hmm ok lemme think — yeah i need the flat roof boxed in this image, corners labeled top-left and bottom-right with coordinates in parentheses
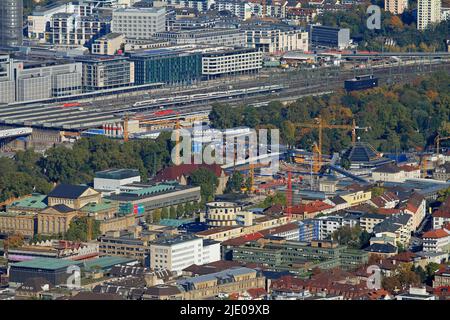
top-left (83, 256), bottom-right (136, 270)
top-left (95, 168), bottom-right (140, 180)
top-left (8, 194), bottom-right (47, 209)
top-left (11, 257), bottom-right (82, 270)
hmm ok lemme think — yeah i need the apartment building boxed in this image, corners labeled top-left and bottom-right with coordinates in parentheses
top-left (112, 7), bottom-right (166, 40)
top-left (385, 0), bottom-right (408, 15)
top-left (417, 0), bottom-right (441, 30)
top-left (308, 24), bottom-right (350, 49)
top-left (371, 163), bottom-right (421, 183)
top-left (149, 235), bottom-right (220, 273)
top-left (422, 228), bottom-right (450, 253)
top-left (203, 201), bottom-right (254, 227)
top-left (49, 13), bottom-right (111, 46)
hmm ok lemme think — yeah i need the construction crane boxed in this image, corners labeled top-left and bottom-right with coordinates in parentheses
top-left (435, 135), bottom-right (450, 156)
top-left (295, 117), bottom-right (369, 173)
top-left (286, 170), bottom-right (292, 220)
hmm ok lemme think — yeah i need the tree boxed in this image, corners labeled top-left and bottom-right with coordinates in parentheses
top-left (190, 168), bottom-right (219, 203)
top-left (226, 171), bottom-right (244, 193)
top-left (359, 230), bottom-right (372, 249)
top-left (176, 204), bottom-right (184, 218)
top-left (169, 206), bottom-right (177, 219)
top-left (425, 262), bottom-right (440, 284)
top-left (332, 225), bottom-right (363, 248)
top-left (161, 207), bottom-right (169, 220)
top-left (262, 192), bottom-right (287, 207)
top-left (66, 217), bottom-right (100, 242)
top-left (152, 209), bottom-right (162, 223)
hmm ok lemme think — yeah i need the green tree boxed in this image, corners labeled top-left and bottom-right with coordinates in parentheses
top-left (169, 206), bottom-right (177, 219)
top-left (152, 209), bottom-right (162, 223)
top-left (66, 217), bottom-right (100, 242)
top-left (161, 207), bottom-right (169, 220)
top-left (226, 171), bottom-right (244, 193)
top-left (262, 192), bottom-right (287, 207)
top-left (190, 168), bottom-right (219, 203)
top-left (176, 204), bottom-right (184, 218)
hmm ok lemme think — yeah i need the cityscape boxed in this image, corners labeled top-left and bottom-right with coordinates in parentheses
top-left (0, 0), bottom-right (449, 305)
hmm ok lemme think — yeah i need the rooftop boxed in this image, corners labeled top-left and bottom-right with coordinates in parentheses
top-left (8, 194), bottom-right (47, 210)
top-left (11, 258), bottom-right (83, 271)
top-left (48, 184), bottom-right (91, 199)
top-left (95, 168), bottom-right (140, 180)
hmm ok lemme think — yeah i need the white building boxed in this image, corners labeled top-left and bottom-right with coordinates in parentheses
top-left (92, 33), bottom-right (125, 55)
top-left (94, 169), bottom-right (141, 191)
top-left (396, 287), bottom-right (437, 300)
top-left (371, 163), bottom-right (421, 183)
top-left (112, 7), bottom-right (166, 40)
top-left (203, 201), bottom-right (253, 227)
top-left (201, 48), bottom-right (263, 78)
top-left (149, 235), bottom-right (220, 273)
top-left (417, 0), bottom-right (441, 30)
top-left (422, 228), bottom-right (450, 253)
top-left (245, 27), bottom-right (309, 54)
top-left (215, 1), bottom-right (253, 20)
top-left (153, 29), bottom-right (246, 47)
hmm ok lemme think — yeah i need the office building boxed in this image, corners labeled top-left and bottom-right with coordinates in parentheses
top-left (107, 183), bottom-right (201, 217)
top-left (308, 25), bottom-right (350, 49)
top-left (129, 49), bottom-right (202, 85)
top-left (153, 29), bottom-right (246, 47)
top-left (244, 25), bottom-right (309, 53)
top-left (94, 169), bottom-right (141, 191)
top-left (417, 0), bottom-right (442, 30)
top-left (149, 235), bottom-right (221, 272)
top-left (0, 0), bottom-right (23, 47)
top-left (201, 48), bottom-right (263, 79)
top-left (154, 0), bottom-right (214, 12)
top-left (92, 33), bottom-right (125, 55)
top-left (75, 55), bottom-right (135, 92)
top-left (13, 59), bottom-right (83, 101)
top-left (0, 53), bottom-right (16, 104)
top-left (385, 0), bottom-right (408, 15)
top-left (112, 7), bottom-right (166, 40)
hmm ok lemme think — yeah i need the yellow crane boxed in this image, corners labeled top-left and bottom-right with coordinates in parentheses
top-left (294, 117), bottom-right (369, 173)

▸ **PROBLEM TO SOLVE**:
Line by line, restate the data above exactly as it stands, minus the pictures.

▸ **EXERCISE RESPONSE**:
hmm ok lemme think — yeah i need the flat roof boxed in this image, corners labeled top-left and bottom-right with coordinates in parentheses
top-left (83, 256), bottom-right (136, 270)
top-left (95, 168), bottom-right (140, 180)
top-left (8, 194), bottom-right (47, 209)
top-left (11, 257), bottom-right (82, 270)
hmm ok lemme think — yeah i need the apartment building boxed in this image, corners labeled top-left and bottom-right with coordinates in parentheses
top-left (112, 7), bottom-right (166, 40)
top-left (385, 0), bottom-right (408, 15)
top-left (417, 0), bottom-right (441, 30)
top-left (308, 24), bottom-right (350, 49)
top-left (371, 163), bottom-right (421, 183)
top-left (149, 235), bottom-right (220, 273)
top-left (422, 228), bottom-right (450, 253)
top-left (203, 201), bottom-right (254, 227)
top-left (49, 13), bottom-right (111, 46)
hmm ok lemme think — yeah i need the construction crane boxed in this image, corners labeled top-left and bottom-right with coordinates in parentheses
top-left (435, 135), bottom-right (450, 156)
top-left (295, 117), bottom-right (369, 173)
top-left (286, 170), bottom-right (292, 220)
hmm ok lemme think — yeah i need the tree boxed in this image, corners labeled top-left and bottom-right with coordinates in parentheses
top-left (190, 168), bottom-right (219, 203)
top-left (226, 171), bottom-right (244, 193)
top-left (359, 230), bottom-right (372, 249)
top-left (176, 204), bottom-right (184, 218)
top-left (169, 206), bottom-right (177, 219)
top-left (425, 262), bottom-right (440, 284)
top-left (332, 225), bottom-right (363, 248)
top-left (161, 207), bottom-right (169, 220)
top-left (262, 192), bottom-right (287, 207)
top-left (66, 217), bottom-right (100, 242)
top-left (152, 209), bottom-right (162, 223)
hmm ok lemme think — yeah i need the green tree boxed in this image, corners labeled top-left and bottom-right with coordinates in parentheses
top-left (169, 206), bottom-right (177, 219)
top-left (152, 209), bottom-right (162, 223)
top-left (66, 217), bottom-right (100, 242)
top-left (161, 207), bottom-right (169, 220)
top-left (226, 171), bottom-right (244, 193)
top-left (262, 192), bottom-right (287, 207)
top-left (190, 168), bottom-right (219, 203)
top-left (176, 204), bottom-right (184, 218)
hmm ok lemme think — yeah i need the cityscape boxed in this image, corners labeled top-left and bottom-right with coordinates in parentheses
top-left (0, 0), bottom-right (449, 305)
hmm ok lemme think — yeah i need the rooftop boxed in this image, corners labeled top-left and bottom-right with coordinates in parentheses
top-left (8, 194), bottom-right (47, 210)
top-left (11, 258), bottom-right (83, 271)
top-left (48, 184), bottom-right (91, 199)
top-left (95, 168), bottom-right (140, 180)
hmm ok lemme think — yeah i need the white building boxed in this image, corners labeled top-left and bottom-right with coordinates in parentheses
top-left (92, 33), bottom-right (125, 55)
top-left (94, 169), bottom-right (141, 191)
top-left (396, 287), bottom-right (437, 300)
top-left (371, 163), bottom-right (421, 183)
top-left (112, 7), bottom-right (166, 40)
top-left (203, 201), bottom-right (253, 227)
top-left (201, 48), bottom-right (263, 78)
top-left (149, 235), bottom-right (220, 273)
top-left (417, 0), bottom-right (441, 30)
top-left (422, 228), bottom-right (450, 253)
top-left (245, 27), bottom-right (309, 54)
top-left (215, 1), bottom-right (253, 20)
top-left (153, 29), bottom-right (246, 47)
hmm ok lemme think — yeah i need the office building boxed in this image, corners labeled top-left and bottom-right with coordinates in parentheses
top-left (107, 183), bottom-right (201, 217)
top-left (308, 25), bottom-right (350, 49)
top-left (129, 49), bottom-right (202, 85)
top-left (153, 29), bottom-right (246, 47)
top-left (244, 25), bottom-right (309, 53)
top-left (94, 169), bottom-right (141, 191)
top-left (417, 0), bottom-right (442, 30)
top-left (149, 235), bottom-right (221, 272)
top-left (0, 0), bottom-right (23, 47)
top-left (201, 48), bottom-right (263, 79)
top-left (154, 0), bottom-right (214, 12)
top-left (92, 33), bottom-right (125, 55)
top-left (75, 55), bottom-right (135, 92)
top-left (13, 59), bottom-right (83, 101)
top-left (0, 53), bottom-right (16, 104)
top-left (385, 0), bottom-right (408, 15)
top-left (112, 7), bottom-right (166, 40)
hmm ok lemme think — yeah i need the yellow crane boxed in this image, corners labeled top-left and bottom-right with coordinates in parentheses
top-left (294, 117), bottom-right (369, 173)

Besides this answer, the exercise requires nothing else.